The value of net new mortgage loan advances is the latest in a string of key economic indicators exhibiting a V-shaped economic recovery from the steep and sudden decline in GDP of the 2nd quarter of 2020, induced by the Covid-19 pandemic.
Like several other indicators, trends in mortgage advances by the banking sector reflects key moments in South Africa’s history over the past decade. Shortly after the global financial crisis of 2008/09, the total value of mortgage advances recovered only slowly, at an average annual rate of just over 2% at current prices, which translated into a marginal decline, in real terms.
Low interest rates
Due in large part to an accommodating monetary policy stance by the previous governor of the South African Reserve Bank, Gill Marcus, new mortgage advances started picking up steam between 2013 and 2015, with the rate of growth outstripping the inflation rate. During the tenure of Gill Marcus, the average real prime overdraft rate was 3%.
Unfortunately, investor confidence took a serious dip in 2016 and 2017, when a competent finance minister (Nhlanhla Nene) was fired by the country’s previous president, Jacob Zuma, who had overseen a rapid escalation of corruption and incompetence in the public sector, especially at certain key state-owned enterprises (SoEs).
Predictably, this led to a decline in the rate of net new mortgage advances, a trend that was also to be influenced by a newly appointed monetary policy committee (MPC), who immediately adopted a hawkish stance towards monetary policy, ultimately leading to a doubling of the real prime overdraft rate (from around 3% to 6%).

YOUR INSTRUCTIONS:
From the text on mortgage advances, transcribe the stretch from "The value of" through "in real terms.".

Saved data entries:

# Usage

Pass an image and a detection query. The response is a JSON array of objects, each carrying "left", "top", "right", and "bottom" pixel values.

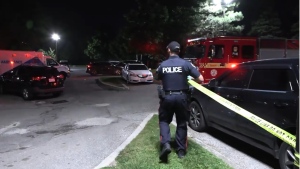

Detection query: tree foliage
[
  {"left": 192, "top": 0, "right": 244, "bottom": 36},
  {"left": 38, "top": 48, "right": 57, "bottom": 60},
  {"left": 248, "top": 8, "right": 282, "bottom": 37}
]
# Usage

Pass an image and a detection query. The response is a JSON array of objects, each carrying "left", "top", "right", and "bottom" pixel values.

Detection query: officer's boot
[{"left": 159, "top": 143, "right": 171, "bottom": 162}]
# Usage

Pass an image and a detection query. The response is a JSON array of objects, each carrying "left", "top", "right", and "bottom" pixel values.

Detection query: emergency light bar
[{"left": 188, "top": 37, "right": 206, "bottom": 42}]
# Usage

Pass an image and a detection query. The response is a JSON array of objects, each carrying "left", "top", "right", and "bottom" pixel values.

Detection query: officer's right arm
[
  {"left": 154, "top": 66, "right": 162, "bottom": 80},
  {"left": 188, "top": 63, "right": 204, "bottom": 83}
]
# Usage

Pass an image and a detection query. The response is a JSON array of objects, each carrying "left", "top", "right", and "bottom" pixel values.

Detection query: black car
[
  {"left": 189, "top": 58, "right": 299, "bottom": 169},
  {"left": 0, "top": 65, "right": 64, "bottom": 100},
  {"left": 59, "top": 60, "right": 71, "bottom": 70},
  {"left": 86, "top": 61, "right": 122, "bottom": 76}
]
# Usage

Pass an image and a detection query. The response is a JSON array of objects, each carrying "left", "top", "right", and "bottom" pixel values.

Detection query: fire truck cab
[
  {"left": 185, "top": 37, "right": 258, "bottom": 83},
  {"left": 184, "top": 36, "right": 299, "bottom": 83}
]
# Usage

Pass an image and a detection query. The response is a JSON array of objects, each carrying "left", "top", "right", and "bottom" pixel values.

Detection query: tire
[
  {"left": 52, "top": 92, "right": 62, "bottom": 97},
  {"left": 91, "top": 70, "right": 98, "bottom": 76},
  {"left": 278, "top": 142, "right": 295, "bottom": 169},
  {"left": 115, "top": 70, "right": 121, "bottom": 75},
  {"left": 59, "top": 72, "right": 67, "bottom": 80},
  {"left": 0, "top": 84, "right": 6, "bottom": 94},
  {"left": 22, "top": 88, "right": 33, "bottom": 100},
  {"left": 189, "top": 101, "right": 207, "bottom": 132},
  {"left": 126, "top": 76, "right": 130, "bottom": 84}
]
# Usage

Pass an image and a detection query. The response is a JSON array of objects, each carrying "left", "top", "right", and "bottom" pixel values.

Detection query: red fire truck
[{"left": 184, "top": 36, "right": 299, "bottom": 83}]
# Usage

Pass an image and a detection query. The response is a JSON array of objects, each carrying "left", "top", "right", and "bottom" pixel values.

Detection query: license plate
[{"left": 49, "top": 78, "right": 55, "bottom": 82}]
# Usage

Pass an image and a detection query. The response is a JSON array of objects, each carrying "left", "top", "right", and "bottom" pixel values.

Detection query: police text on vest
[{"left": 162, "top": 67, "right": 182, "bottom": 73}]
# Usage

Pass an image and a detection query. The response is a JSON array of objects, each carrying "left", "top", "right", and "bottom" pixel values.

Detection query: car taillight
[
  {"left": 56, "top": 75, "right": 64, "bottom": 79},
  {"left": 32, "top": 76, "right": 46, "bottom": 81},
  {"left": 129, "top": 73, "right": 136, "bottom": 77}
]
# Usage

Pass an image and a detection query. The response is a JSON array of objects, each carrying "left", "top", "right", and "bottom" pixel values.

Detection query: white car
[{"left": 121, "top": 63, "right": 153, "bottom": 83}]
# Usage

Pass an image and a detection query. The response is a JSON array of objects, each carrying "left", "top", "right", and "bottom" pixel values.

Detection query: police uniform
[{"left": 156, "top": 42, "right": 200, "bottom": 160}]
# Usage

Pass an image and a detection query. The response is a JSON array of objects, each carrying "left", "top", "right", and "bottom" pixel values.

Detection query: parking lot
[{"left": 0, "top": 68, "right": 276, "bottom": 169}]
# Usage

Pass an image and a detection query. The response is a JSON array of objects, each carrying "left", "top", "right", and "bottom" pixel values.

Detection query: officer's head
[{"left": 167, "top": 41, "right": 180, "bottom": 55}]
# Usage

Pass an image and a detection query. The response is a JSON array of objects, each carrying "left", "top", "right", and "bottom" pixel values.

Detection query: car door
[
  {"left": 122, "top": 65, "right": 128, "bottom": 79},
  {"left": 237, "top": 66, "right": 299, "bottom": 147},
  {"left": 204, "top": 68, "right": 251, "bottom": 131},
  {"left": 2, "top": 68, "right": 16, "bottom": 92},
  {"left": 12, "top": 66, "right": 30, "bottom": 92}
]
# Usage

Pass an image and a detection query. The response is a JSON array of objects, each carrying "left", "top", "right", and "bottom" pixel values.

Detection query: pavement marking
[
  {"left": 94, "top": 113, "right": 157, "bottom": 169},
  {"left": 94, "top": 103, "right": 109, "bottom": 107},
  {"left": 3, "top": 128, "right": 29, "bottom": 135},
  {"left": 75, "top": 117, "right": 116, "bottom": 126},
  {"left": 0, "top": 122, "right": 20, "bottom": 134}
]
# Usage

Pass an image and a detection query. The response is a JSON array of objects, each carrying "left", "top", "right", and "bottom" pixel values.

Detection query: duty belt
[{"left": 165, "top": 90, "right": 187, "bottom": 95}]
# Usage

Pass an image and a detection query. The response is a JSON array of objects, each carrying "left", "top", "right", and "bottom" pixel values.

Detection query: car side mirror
[{"left": 208, "top": 78, "right": 217, "bottom": 88}]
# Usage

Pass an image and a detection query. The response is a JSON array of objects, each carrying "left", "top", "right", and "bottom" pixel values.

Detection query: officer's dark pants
[{"left": 158, "top": 94, "right": 188, "bottom": 150}]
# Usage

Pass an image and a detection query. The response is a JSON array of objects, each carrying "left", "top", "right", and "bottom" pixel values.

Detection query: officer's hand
[{"left": 187, "top": 76, "right": 194, "bottom": 80}]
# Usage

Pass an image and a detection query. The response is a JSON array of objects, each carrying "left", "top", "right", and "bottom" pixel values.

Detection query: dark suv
[
  {"left": 86, "top": 61, "right": 121, "bottom": 76},
  {"left": 189, "top": 58, "right": 299, "bottom": 169},
  {"left": 0, "top": 65, "right": 64, "bottom": 100}
]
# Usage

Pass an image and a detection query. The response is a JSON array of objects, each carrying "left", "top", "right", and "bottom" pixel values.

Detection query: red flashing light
[{"left": 32, "top": 76, "right": 42, "bottom": 81}]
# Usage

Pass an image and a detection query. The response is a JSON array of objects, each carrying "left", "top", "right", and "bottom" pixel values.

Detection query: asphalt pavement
[{"left": 0, "top": 67, "right": 276, "bottom": 169}]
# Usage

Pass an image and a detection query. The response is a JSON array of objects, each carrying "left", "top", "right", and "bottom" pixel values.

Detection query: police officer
[{"left": 156, "top": 41, "right": 204, "bottom": 161}]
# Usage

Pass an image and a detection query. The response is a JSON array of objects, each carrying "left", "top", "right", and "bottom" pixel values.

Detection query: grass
[{"left": 104, "top": 115, "right": 232, "bottom": 169}]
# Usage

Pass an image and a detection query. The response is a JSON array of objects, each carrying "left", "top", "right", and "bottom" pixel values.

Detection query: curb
[
  {"left": 96, "top": 76, "right": 129, "bottom": 90},
  {"left": 94, "top": 113, "right": 157, "bottom": 169}
]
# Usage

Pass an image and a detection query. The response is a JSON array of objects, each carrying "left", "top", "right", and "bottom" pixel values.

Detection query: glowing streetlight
[
  {"left": 213, "top": 0, "right": 233, "bottom": 34},
  {"left": 52, "top": 33, "right": 60, "bottom": 60}
]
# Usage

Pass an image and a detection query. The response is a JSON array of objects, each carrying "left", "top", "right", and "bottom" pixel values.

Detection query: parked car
[
  {"left": 108, "top": 60, "right": 120, "bottom": 65},
  {"left": 189, "top": 58, "right": 299, "bottom": 169},
  {"left": 86, "top": 61, "right": 121, "bottom": 76},
  {"left": 121, "top": 63, "right": 153, "bottom": 83},
  {"left": 59, "top": 60, "right": 71, "bottom": 71},
  {"left": 0, "top": 65, "right": 64, "bottom": 100}
]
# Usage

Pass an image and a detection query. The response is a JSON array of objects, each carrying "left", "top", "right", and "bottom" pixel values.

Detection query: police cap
[{"left": 167, "top": 41, "right": 180, "bottom": 51}]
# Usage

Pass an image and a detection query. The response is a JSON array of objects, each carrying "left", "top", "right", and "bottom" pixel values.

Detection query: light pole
[
  {"left": 52, "top": 33, "right": 60, "bottom": 61},
  {"left": 213, "top": 0, "right": 233, "bottom": 35}
]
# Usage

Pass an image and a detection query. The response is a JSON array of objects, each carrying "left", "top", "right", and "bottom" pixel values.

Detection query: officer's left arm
[
  {"left": 187, "top": 62, "right": 204, "bottom": 83},
  {"left": 154, "top": 66, "right": 162, "bottom": 80}
]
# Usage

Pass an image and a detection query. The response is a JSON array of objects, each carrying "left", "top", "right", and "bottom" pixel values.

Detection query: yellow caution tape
[
  {"left": 294, "top": 151, "right": 300, "bottom": 167},
  {"left": 188, "top": 80, "right": 296, "bottom": 148}
]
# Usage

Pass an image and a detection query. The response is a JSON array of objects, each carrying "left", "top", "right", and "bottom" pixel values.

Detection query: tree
[
  {"left": 125, "top": 0, "right": 204, "bottom": 55},
  {"left": 38, "top": 48, "right": 57, "bottom": 59},
  {"left": 248, "top": 7, "right": 282, "bottom": 37},
  {"left": 191, "top": 0, "right": 244, "bottom": 36},
  {"left": 84, "top": 33, "right": 110, "bottom": 60}
]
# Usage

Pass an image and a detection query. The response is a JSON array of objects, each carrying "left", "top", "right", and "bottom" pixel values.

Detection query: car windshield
[
  {"left": 28, "top": 67, "right": 58, "bottom": 76},
  {"left": 128, "top": 65, "right": 148, "bottom": 70}
]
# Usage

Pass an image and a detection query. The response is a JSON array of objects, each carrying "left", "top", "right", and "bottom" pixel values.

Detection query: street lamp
[
  {"left": 52, "top": 33, "right": 60, "bottom": 61},
  {"left": 213, "top": 0, "right": 233, "bottom": 34}
]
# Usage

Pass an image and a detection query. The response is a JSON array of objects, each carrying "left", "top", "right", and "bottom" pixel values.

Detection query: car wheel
[
  {"left": 59, "top": 72, "right": 67, "bottom": 80},
  {"left": 115, "top": 70, "right": 121, "bottom": 75},
  {"left": 22, "top": 88, "right": 33, "bottom": 100},
  {"left": 279, "top": 142, "right": 296, "bottom": 169},
  {"left": 53, "top": 92, "right": 62, "bottom": 97},
  {"left": 189, "top": 101, "right": 207, "bottom": 131},
  {"left": 91, "top": 70, "right": 98, "bottom": 76},
  {"left": 0, "top": 84, "right": 6, "bottom": 94}
]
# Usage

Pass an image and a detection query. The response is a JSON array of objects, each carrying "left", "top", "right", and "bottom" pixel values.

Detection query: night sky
[{"left": 0, "top": 0, "right": 299, "bottom": 62}]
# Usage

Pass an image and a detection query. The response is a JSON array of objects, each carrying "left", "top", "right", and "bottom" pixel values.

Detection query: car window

RESPONSE BELOW:
The value of net new mortgage loan advances is the latest in a string of key economic indicators exhibiting a V-shaped economic recovery from the steep and sudden decline in GDP of the 2nd quarter of 2020, induced by the Covid-19 pandemic.
Like several other indicators, trends in mortgage advances by the banking sector reflects key moments in South Africa’s history over the past decade. Shortly after the global financial crisis of 2008/09, the total value of mortgage advances recovered only slowly, at an average annual rate of just over 2% at current prices, which translated into a marginal decline, in real terms.